───── Text ─────

The United States has fewer physicians, specialists and hospital beds per 1,000 residents than other developed countries that have much less expensive health care systems.
David Squires, an analyst at the Commonwealth Fund, New York, includes those observations in a paper in which he suggests that high obesity rates might play some role in driving up U.S. health care costs but that the very high cost of U.S. medical services may play an even bigger role.
Squires conducted the analysis using data from the Organization for Economic Cooperation and Development (OECD), Paris, and other sources. He compared health care spending, supply, utilization, prices, and quality in Australia, Canada, Denmark, France, Germany, Japan, the Netherlands, New Zealand, Norway, Sweden, Switzerland, the United Kingdom, and the United States.
High spending in the United States “cannot be attributed to higher income, an older population, or greater supply or utilization of hospitals and doctors,” Squires says.
The populations in many other OECD countries are older than the U.S. population, and some have higher per-capita incomes, Squires says.

───── Data ─────

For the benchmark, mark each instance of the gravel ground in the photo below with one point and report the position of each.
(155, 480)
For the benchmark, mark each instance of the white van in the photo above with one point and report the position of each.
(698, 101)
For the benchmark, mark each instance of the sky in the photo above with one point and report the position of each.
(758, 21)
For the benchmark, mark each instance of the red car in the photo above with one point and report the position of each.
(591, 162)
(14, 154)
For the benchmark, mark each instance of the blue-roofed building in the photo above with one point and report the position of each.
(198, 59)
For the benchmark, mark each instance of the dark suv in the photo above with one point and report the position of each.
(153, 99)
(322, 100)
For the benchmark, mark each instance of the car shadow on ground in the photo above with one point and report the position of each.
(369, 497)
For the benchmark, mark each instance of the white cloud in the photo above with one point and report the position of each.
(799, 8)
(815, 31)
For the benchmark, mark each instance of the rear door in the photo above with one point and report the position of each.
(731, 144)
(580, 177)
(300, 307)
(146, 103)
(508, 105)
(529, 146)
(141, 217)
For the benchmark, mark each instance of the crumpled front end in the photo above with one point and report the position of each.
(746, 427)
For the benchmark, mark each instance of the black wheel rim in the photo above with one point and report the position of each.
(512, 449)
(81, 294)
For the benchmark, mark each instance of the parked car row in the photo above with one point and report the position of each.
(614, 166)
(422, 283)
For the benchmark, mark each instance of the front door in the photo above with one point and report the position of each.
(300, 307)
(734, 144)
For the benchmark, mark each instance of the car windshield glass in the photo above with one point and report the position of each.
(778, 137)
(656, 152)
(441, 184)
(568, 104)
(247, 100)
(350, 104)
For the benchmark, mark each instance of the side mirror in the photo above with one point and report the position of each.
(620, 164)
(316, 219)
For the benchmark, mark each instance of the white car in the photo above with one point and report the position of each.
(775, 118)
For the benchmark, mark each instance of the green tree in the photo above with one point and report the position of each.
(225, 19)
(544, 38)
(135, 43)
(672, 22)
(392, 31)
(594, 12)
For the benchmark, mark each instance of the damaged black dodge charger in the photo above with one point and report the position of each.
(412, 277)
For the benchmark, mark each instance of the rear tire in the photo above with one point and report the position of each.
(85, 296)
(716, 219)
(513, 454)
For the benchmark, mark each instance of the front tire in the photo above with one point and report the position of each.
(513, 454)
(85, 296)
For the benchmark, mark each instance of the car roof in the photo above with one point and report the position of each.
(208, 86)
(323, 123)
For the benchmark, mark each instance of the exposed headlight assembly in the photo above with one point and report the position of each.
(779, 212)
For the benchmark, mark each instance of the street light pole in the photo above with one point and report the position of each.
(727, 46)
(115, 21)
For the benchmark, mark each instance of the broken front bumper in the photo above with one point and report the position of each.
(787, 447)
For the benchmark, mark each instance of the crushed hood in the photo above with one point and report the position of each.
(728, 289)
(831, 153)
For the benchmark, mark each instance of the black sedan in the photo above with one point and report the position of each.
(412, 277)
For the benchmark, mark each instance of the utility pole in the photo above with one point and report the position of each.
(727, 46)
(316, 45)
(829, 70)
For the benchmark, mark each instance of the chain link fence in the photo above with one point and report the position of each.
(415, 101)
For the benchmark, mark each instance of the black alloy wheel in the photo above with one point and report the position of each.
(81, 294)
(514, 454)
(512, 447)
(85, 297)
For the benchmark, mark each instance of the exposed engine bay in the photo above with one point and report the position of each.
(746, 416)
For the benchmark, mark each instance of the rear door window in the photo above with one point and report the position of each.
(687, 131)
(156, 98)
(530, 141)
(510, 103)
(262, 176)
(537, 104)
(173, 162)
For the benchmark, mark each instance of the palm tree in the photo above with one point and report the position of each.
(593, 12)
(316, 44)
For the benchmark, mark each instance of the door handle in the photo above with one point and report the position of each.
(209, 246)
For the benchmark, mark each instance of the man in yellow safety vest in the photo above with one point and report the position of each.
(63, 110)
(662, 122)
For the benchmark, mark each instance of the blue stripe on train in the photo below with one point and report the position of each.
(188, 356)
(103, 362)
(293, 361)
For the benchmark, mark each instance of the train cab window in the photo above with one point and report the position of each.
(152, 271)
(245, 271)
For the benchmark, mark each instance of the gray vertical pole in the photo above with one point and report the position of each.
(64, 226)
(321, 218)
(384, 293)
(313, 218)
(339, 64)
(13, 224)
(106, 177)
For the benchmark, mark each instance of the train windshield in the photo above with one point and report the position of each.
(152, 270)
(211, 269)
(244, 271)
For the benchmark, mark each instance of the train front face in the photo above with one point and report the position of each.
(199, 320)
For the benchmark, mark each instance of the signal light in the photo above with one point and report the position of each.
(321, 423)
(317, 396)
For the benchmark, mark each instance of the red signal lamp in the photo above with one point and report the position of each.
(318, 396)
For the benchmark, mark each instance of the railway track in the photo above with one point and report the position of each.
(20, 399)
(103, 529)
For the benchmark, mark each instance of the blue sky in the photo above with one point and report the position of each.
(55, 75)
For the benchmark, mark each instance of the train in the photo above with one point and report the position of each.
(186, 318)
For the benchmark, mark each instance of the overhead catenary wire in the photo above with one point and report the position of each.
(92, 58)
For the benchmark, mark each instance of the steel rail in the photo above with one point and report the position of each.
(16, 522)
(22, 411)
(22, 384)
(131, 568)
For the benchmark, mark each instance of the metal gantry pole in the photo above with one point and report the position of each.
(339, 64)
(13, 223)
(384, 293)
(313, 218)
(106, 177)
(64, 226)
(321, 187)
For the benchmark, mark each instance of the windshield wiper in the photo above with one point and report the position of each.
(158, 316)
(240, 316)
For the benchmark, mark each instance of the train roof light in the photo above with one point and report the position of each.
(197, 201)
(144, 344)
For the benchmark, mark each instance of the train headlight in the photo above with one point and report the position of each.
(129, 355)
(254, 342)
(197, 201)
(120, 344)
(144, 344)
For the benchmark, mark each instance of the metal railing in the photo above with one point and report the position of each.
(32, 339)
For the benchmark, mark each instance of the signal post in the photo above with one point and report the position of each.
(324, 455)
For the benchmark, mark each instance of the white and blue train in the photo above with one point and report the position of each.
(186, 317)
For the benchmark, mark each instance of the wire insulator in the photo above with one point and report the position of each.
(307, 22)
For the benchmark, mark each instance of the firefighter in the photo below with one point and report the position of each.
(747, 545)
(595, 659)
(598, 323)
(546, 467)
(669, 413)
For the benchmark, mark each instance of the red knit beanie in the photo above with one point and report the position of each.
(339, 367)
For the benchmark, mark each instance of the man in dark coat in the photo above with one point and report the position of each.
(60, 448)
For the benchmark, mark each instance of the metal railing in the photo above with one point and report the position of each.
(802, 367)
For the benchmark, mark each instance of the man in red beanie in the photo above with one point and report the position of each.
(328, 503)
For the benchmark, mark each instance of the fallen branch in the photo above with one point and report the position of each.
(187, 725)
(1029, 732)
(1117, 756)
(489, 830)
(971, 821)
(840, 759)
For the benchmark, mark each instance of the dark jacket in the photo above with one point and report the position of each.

─────

Required work: Reproduce the passage on U.S. health care costs word for word from "Squires conducted the" to "incomes, Squires says.". The entries play no part in this work.

Result of the task:
Squires conducted the analysis using data from the Organization for Economic Cooperation and Development (OECD), Paris, and other sources. He compared health care spending, supply, utilization, prices, and quality in Australia, Canada, Denmark, France, Germany, Japan, the Netherlands, New Zealand, Norway, Sweden, Switzerland, the United Kingdom, and the United States.
High spending in the United States “cannot be attributed to higher income, an older population, or greater supply or utilization of hospitals and doctors,” Squires says.
The populations in many other OECD countries are older than the U.S. population, and some have higher per-capita incomes, Squires says.